> Required tasks:
a) In the blog post about weight loss and clothes, which wedding anniversary is the couple going out to dinner to celebrate?
b) Please output the part of the blog post about weight loss and clothes that opens with the words containing "I have been" and closes with "those unique details.".

> Document excerpt:
***

And I still get dessert every day - that, I can live with.
...and as I lay on my bed gasping for air, I realized it wouldn't be too long before I might actually be able to stand up in them, and walk around, and maybe even wear them in public. Time to start looking for more size 10's. I couldn't imagine getting into a size 10 when I bought those, now, it's just around the corner!
I buy clothes all the time. That is, I buy them from thrift stores around here and yard sales to keep the cost to a minimum. I love clothes, wanted to be a fashion designer when I was a kid, I used to literally dream new designs in my sleep and was drawing fashion ever since I began to draw. I have wanted to lose this weight for health reasons, but let's face it, that hasn't been strong enough for me. I have to admit I made a decision to lose this weight so I can wear some cool clothes before I get too old! I am 36 now and have spent too many years wearing shapeless, oversized junk. My decision to lose weight for good came when I decided I could look great no matter my size.
I have been jealous of the junior department for a long time. I love the little details and have complained often that there aren't any cool details on clothes meant for me. I've even made some of my own clothes so I could have those unique details.
If you know anything about Anthropologie, you can probably guess that it's my favorite store. Details galore! I can't go there often because it's an hour away and we just can't get away that often. I was able to go a few months ago and I bought some sleep shorts and a top. The sleep shorts were too tight and the top didn't fit properly because of my big belly. I think I was just so excited that I could actually get something on from there. I took them home and really never wore either, though I did take the tags off the shorts and tried them on often. I realized that the top was not really my style and never took the tag off.
Well, the shorts fit now and in fact are slightly loose, and my DH and I are going to a doctor's visit next Wednesday in the city where the Anthropologie store is. I am going to take back my top and see if I can find anything else. I want to be careful spending money on clothes until I know what size I'm going to get to, but I am fairly confident I won't go down too much on top.
I'm so excited! We're also going out to dinner at a nice place (where we'll have reservations, oooh) to celebrate our 17th anniversary, and will try to hit up some thrift stores also. I never looked forward to a doc's visit so much - not to mention how he's got to notice my weight loss, nearly 40 lbs. since I saw him last!

***

> Raw records:
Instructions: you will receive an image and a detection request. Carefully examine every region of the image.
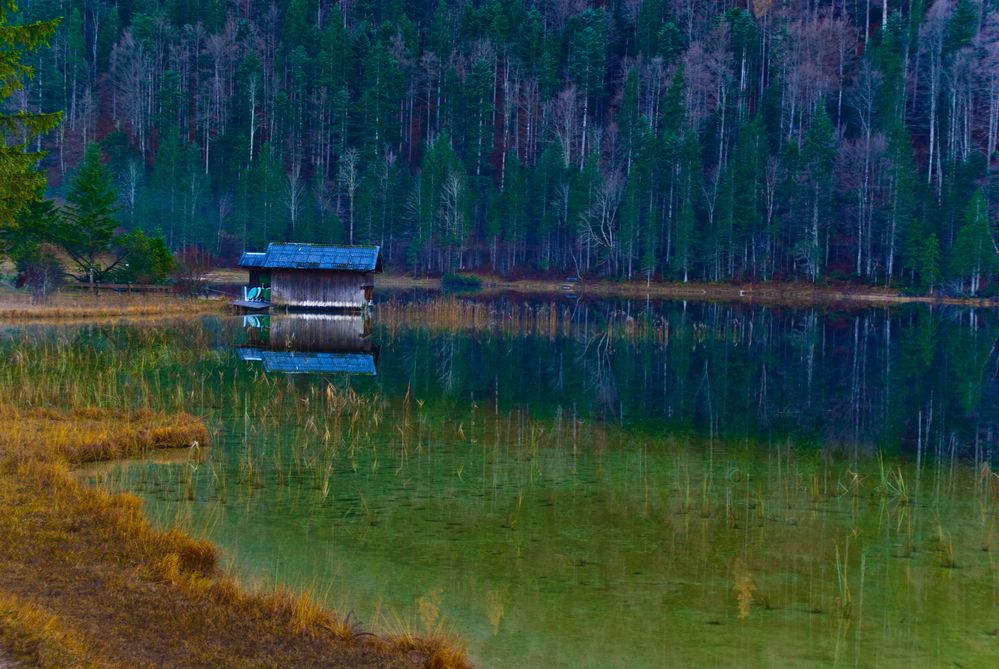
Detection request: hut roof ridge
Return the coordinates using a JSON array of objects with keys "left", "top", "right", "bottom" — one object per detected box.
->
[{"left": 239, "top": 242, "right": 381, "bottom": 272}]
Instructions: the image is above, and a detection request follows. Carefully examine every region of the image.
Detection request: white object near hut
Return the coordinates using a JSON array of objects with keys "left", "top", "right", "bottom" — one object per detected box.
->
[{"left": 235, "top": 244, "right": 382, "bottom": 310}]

***

> Responses per task:
a) Their 17th anniversary.

b)
I have been jealous of the junior department for a long time. I love the little details and have complained often that there aren't any cool details on clothes meant for me. I've even made some of my own clothes so I could have those unique details.